[[ EXTRACT TO READ open ]]

While those with Medicare cannot get incontinence supplies covered by their insurance, there are methods of getting around the lack of reimbursement for these critical materials. Between Medicare Advantage allowances and HSA cards, you’re bound to find a solution that works for you and your specific plan.
Does Medicare Cover Incontinence Supplies?
No, Medicare does not typically cover incontinence supplies. However, some Medicare-sponsored private insurance plans will reimburse Medicare recipients for diapers, briefs, and other incontinence supplies.
To better understand if your Medicare plan covers incontinence supplies, one must understand the variety of Medicare plans and what they do explicitly. Medicare is a program that provides federally subsidized health care, primarily to people over the age of 65.
Original Medicare comprises parts A and B, with Part A covering inpatient care and Part B covering outpatient care. Each is run solely by the government and does not offer customization. Therefore, if you are looking for care or coverage specific to your situation, in this scenario, incontinence supplies, you may want to consider one of the other Medicare parts.
Medicare Advantage Plans
Medicare Advantage, also known as Medicare Part C, is funded through the Medicare program. However, there is one significant difference: it is purchased by a beneficiary and administered by private insurers.
One advantage of Medicare Advantage is that with the flexibility of private insurance companies comes the potential for customization or additional services not provided by Medicare. Some plans offer discounts or allowances on over-the-counter items, including incontinence supplies. Additionally, some Medicare Advantage plans may offer HSAs, or health spending accounts to alleviate the cost of commonly used products seniors need.
How to Save on Incontinence Supplies with HSAs
One of the best ways to save money on incontinence supplies is to purchase them with an HSA account. HSAs allow Medicare recipients to send and store money in an account without paying taxes. Medicare recipients then use this account to purchase necessities, such as incontinence supplies, without taxes, reducing the products’ overall cost.

[[ EXTRACT TO READ closed ]]
[[ COLLECTED MATERIAL open ]]

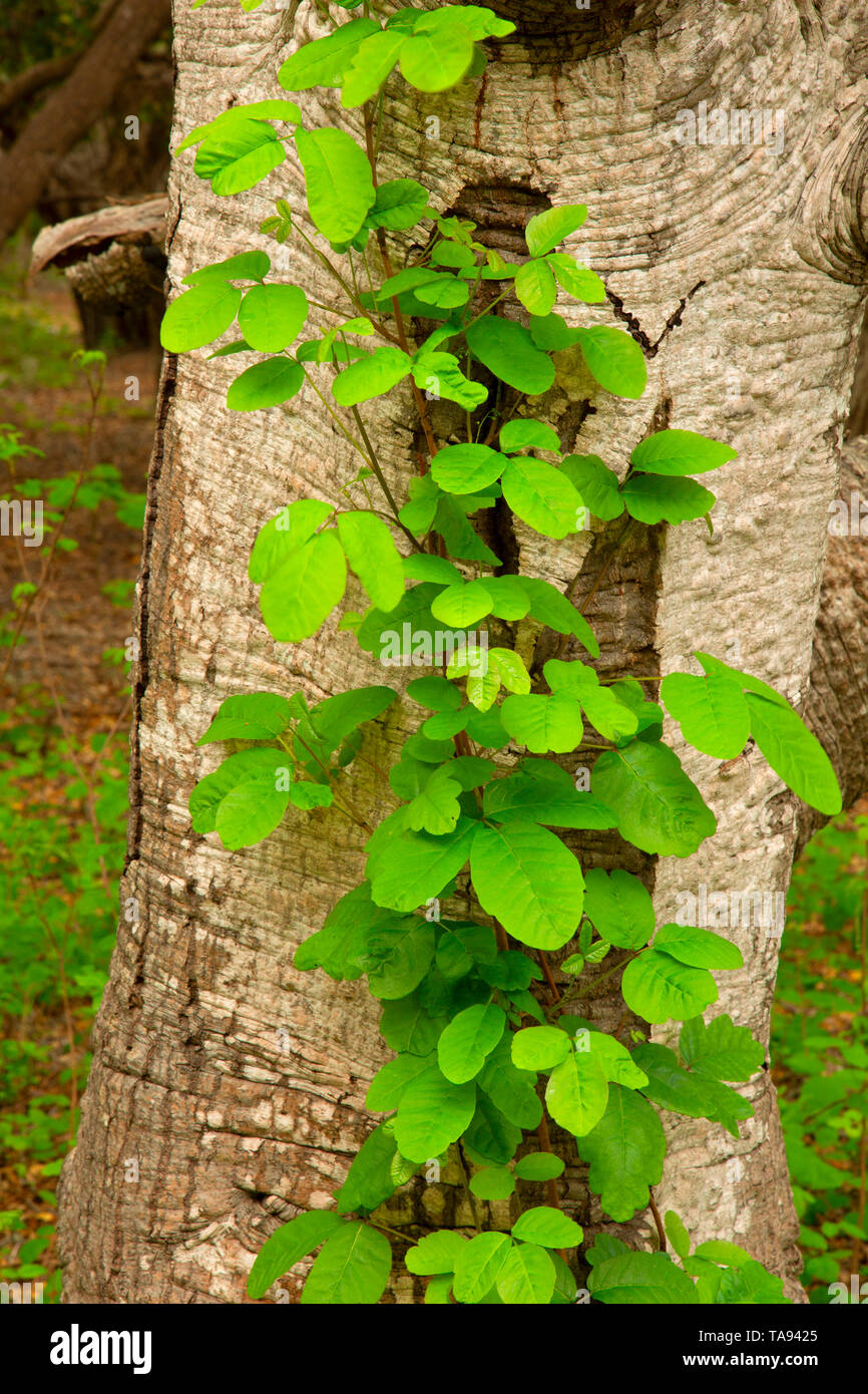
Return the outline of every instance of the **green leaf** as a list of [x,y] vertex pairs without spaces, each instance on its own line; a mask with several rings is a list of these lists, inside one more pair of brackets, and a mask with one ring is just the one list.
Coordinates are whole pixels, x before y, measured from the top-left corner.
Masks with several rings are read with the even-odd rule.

[[ COLLECTED MATERIAL closed ]]

## PROBLEM REQUIREMENTS
Using the text on Medicare and incontinence supplies, explain in one to three sentences why someone seeking incontinence coverage may want to look beyond Original Medicare.

## RESULT OF THE TASK
Original Medicare, made up of Parts A and B, is run solely by the government and does not offer customization. Coverage suited to a specific situation, such as incontinence supplies, may therefore call for one of the other Medicare parts.